_Exercise instructions_: Pull out each line in the entries below that contains the word "bare", and copy those lines unchanged.

_Data for this task_:
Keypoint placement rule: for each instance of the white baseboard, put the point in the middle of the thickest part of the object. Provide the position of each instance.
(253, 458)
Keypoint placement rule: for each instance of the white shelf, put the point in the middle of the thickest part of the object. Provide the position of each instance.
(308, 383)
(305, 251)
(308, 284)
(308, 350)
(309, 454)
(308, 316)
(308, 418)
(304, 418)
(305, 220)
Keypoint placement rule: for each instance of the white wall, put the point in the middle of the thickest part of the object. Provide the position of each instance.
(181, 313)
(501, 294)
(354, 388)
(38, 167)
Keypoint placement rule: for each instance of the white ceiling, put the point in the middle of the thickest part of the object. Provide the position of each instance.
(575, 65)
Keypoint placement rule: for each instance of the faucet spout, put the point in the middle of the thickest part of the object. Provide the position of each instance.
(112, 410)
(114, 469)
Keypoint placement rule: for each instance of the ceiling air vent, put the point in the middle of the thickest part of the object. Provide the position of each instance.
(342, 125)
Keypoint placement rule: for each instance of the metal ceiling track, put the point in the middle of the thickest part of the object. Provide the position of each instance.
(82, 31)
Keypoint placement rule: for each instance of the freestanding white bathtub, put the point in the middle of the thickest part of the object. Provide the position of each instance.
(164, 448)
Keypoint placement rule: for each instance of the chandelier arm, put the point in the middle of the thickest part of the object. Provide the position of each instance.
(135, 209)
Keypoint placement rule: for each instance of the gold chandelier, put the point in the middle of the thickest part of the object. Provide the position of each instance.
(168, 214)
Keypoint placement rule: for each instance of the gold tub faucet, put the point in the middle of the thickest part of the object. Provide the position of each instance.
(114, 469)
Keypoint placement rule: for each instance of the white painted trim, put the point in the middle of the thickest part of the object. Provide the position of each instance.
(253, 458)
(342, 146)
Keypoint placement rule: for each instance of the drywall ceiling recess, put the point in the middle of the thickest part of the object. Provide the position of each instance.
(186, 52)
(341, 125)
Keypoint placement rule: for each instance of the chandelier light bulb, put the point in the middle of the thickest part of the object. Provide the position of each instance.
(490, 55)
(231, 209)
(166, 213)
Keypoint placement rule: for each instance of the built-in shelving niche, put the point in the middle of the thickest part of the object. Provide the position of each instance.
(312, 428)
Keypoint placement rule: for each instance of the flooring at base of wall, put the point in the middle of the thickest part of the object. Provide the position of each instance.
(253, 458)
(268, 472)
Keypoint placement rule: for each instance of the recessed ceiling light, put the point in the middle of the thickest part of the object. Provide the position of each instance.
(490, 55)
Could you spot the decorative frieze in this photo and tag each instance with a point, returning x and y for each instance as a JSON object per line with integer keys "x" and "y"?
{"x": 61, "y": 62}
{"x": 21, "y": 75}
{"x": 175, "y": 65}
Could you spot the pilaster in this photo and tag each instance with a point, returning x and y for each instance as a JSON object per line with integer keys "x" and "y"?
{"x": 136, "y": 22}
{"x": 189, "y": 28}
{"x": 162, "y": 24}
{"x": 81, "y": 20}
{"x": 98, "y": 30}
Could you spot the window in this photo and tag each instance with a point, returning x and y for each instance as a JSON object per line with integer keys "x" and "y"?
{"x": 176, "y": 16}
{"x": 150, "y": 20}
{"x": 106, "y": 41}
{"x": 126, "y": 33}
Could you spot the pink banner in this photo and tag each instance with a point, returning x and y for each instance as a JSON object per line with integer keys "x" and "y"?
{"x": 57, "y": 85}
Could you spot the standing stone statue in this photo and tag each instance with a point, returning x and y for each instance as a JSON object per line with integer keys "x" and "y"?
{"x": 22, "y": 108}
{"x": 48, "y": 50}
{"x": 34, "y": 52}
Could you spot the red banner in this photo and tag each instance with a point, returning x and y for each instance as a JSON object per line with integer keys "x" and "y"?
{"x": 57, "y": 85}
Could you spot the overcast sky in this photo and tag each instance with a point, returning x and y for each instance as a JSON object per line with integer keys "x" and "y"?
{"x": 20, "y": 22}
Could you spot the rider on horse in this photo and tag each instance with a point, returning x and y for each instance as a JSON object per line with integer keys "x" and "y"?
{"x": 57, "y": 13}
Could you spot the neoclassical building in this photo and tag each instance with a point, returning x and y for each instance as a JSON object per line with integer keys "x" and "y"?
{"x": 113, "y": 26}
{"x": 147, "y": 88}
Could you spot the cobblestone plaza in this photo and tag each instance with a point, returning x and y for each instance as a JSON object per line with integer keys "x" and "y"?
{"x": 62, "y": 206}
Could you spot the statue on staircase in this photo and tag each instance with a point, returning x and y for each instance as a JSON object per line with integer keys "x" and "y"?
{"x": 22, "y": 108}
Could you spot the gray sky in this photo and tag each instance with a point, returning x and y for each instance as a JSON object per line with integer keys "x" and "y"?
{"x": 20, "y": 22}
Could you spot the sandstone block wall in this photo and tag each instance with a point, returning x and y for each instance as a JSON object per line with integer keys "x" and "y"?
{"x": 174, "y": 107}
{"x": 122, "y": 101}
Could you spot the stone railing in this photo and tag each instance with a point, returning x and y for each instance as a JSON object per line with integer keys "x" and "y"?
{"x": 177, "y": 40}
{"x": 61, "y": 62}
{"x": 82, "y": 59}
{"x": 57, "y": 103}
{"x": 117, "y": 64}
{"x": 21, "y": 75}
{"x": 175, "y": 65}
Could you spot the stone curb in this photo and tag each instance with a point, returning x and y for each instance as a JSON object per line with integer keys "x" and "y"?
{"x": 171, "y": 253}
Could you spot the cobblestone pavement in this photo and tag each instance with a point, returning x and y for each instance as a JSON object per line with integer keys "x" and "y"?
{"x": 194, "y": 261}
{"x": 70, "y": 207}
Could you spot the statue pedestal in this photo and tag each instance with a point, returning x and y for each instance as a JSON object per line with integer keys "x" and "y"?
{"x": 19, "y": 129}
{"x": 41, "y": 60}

==

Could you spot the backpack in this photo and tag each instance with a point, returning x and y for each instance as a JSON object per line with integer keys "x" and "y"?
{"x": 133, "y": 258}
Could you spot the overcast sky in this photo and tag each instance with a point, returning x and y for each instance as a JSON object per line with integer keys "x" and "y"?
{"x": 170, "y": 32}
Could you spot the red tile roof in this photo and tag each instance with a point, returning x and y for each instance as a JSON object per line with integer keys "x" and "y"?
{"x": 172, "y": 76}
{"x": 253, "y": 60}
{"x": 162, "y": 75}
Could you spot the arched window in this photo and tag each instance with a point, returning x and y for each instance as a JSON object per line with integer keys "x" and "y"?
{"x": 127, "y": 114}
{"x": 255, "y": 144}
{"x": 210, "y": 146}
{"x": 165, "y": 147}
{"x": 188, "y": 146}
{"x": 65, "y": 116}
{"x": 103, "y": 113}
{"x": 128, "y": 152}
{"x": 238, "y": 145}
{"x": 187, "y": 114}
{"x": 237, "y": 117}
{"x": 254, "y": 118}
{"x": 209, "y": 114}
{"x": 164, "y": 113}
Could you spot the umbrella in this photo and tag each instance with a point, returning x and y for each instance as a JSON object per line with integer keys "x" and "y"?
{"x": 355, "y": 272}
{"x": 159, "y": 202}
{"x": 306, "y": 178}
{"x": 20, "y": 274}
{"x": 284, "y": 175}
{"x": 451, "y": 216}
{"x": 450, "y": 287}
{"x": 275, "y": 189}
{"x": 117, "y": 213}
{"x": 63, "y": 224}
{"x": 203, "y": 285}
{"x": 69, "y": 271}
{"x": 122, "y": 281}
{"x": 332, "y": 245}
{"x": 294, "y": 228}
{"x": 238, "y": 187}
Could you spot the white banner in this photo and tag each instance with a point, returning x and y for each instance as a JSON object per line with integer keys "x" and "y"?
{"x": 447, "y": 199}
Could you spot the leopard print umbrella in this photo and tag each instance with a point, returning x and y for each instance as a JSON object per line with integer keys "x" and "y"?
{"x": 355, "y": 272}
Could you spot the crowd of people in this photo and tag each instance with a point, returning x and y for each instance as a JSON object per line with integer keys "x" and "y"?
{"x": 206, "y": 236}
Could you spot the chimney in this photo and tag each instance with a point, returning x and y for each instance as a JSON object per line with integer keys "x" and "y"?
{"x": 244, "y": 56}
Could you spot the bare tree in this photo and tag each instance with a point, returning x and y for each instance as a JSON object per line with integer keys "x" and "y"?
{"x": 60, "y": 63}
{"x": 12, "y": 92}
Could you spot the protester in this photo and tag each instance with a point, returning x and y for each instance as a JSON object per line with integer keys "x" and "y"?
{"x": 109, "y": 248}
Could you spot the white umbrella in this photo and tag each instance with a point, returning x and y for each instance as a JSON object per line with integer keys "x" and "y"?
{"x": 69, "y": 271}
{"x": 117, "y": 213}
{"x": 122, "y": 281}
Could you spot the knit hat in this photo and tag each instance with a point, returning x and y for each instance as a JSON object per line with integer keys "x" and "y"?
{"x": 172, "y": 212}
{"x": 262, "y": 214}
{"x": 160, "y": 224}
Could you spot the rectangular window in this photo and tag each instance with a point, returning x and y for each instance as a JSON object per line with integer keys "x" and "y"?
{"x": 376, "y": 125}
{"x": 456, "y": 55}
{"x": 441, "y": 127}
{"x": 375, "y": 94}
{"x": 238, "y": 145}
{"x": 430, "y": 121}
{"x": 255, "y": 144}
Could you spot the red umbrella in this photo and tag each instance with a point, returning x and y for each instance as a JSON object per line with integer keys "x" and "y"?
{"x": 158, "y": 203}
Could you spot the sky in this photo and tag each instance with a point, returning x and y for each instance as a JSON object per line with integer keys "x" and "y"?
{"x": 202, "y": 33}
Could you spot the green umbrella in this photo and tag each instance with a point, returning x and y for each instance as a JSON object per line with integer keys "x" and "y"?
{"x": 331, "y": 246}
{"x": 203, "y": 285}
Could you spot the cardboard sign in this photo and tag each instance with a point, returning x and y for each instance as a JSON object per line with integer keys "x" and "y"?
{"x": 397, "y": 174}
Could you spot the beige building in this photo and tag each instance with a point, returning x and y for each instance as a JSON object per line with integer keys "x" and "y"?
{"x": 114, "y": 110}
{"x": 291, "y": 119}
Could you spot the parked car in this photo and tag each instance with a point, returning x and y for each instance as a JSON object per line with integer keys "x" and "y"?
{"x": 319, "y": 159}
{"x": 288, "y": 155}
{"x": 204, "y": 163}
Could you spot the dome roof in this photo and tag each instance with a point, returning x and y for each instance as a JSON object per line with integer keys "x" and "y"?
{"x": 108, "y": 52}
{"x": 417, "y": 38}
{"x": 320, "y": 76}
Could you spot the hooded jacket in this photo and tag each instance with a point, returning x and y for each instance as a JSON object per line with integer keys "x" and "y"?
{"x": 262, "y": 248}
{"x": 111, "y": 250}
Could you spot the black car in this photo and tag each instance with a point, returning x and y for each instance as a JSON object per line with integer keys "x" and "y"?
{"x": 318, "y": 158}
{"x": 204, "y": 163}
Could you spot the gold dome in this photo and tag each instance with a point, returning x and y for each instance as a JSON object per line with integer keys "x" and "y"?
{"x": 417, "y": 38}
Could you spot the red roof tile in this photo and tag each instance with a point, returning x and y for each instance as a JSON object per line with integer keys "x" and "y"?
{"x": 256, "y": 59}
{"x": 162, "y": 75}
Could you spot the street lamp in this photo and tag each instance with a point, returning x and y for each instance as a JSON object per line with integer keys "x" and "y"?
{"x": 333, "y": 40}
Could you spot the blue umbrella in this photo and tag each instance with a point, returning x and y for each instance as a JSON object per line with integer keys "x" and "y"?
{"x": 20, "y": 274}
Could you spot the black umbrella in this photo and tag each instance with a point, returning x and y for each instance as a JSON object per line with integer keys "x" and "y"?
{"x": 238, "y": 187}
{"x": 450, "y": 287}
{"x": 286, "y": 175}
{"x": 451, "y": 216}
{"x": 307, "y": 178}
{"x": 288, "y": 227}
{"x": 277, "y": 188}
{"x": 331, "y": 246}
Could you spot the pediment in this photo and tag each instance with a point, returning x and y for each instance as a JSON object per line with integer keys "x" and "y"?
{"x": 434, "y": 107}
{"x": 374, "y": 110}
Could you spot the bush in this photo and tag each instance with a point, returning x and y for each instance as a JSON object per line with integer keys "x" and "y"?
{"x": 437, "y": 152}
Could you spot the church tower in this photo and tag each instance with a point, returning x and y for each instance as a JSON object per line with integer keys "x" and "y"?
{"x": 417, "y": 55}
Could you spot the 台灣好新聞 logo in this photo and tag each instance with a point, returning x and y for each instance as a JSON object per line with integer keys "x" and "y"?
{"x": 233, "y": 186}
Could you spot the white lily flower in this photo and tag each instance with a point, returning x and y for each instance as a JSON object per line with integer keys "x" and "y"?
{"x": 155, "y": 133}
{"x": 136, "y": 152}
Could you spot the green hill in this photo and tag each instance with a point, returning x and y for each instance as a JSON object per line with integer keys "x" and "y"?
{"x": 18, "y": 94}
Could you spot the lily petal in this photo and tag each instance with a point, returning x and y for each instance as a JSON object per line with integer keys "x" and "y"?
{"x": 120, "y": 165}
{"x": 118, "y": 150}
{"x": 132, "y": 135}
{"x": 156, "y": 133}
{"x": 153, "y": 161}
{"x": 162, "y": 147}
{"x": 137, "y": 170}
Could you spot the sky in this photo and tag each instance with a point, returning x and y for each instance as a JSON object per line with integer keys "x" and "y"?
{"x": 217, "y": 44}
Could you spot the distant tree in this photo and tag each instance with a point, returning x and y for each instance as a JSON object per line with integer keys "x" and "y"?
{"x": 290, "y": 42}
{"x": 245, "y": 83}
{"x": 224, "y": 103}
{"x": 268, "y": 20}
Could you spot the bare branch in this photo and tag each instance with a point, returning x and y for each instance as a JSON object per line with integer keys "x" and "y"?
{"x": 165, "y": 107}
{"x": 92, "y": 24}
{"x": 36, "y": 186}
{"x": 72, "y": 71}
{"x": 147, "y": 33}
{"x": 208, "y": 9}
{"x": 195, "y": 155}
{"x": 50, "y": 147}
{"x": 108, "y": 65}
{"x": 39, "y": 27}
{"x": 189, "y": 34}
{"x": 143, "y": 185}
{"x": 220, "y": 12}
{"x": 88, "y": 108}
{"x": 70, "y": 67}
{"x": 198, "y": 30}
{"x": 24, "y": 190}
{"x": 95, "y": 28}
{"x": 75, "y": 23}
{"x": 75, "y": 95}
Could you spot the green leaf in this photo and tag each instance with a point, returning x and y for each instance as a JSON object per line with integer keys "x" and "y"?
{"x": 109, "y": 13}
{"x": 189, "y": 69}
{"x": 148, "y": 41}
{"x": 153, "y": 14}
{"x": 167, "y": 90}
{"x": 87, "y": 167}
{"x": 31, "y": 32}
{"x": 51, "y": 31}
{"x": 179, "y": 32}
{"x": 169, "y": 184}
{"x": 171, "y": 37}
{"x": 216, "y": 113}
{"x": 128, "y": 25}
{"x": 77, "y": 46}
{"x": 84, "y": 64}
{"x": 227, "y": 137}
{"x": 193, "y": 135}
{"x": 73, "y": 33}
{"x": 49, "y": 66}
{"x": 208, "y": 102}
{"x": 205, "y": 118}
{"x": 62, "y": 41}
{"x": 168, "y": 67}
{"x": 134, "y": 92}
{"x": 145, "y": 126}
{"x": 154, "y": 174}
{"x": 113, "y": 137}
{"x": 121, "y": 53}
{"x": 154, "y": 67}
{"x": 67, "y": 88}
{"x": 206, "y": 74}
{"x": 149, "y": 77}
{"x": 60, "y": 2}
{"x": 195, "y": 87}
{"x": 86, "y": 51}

_Answer to this task_:
Could you spot the bare tree in this photo and tag each instance with a point, returning x and y for each instance as a JSON object per line with integer keys "x" and "y"?
Could you spot the bare branch in this photo and tag each instance with a point, returning x and y for each instance as a JSON object per line with integer keys "x" and "y"?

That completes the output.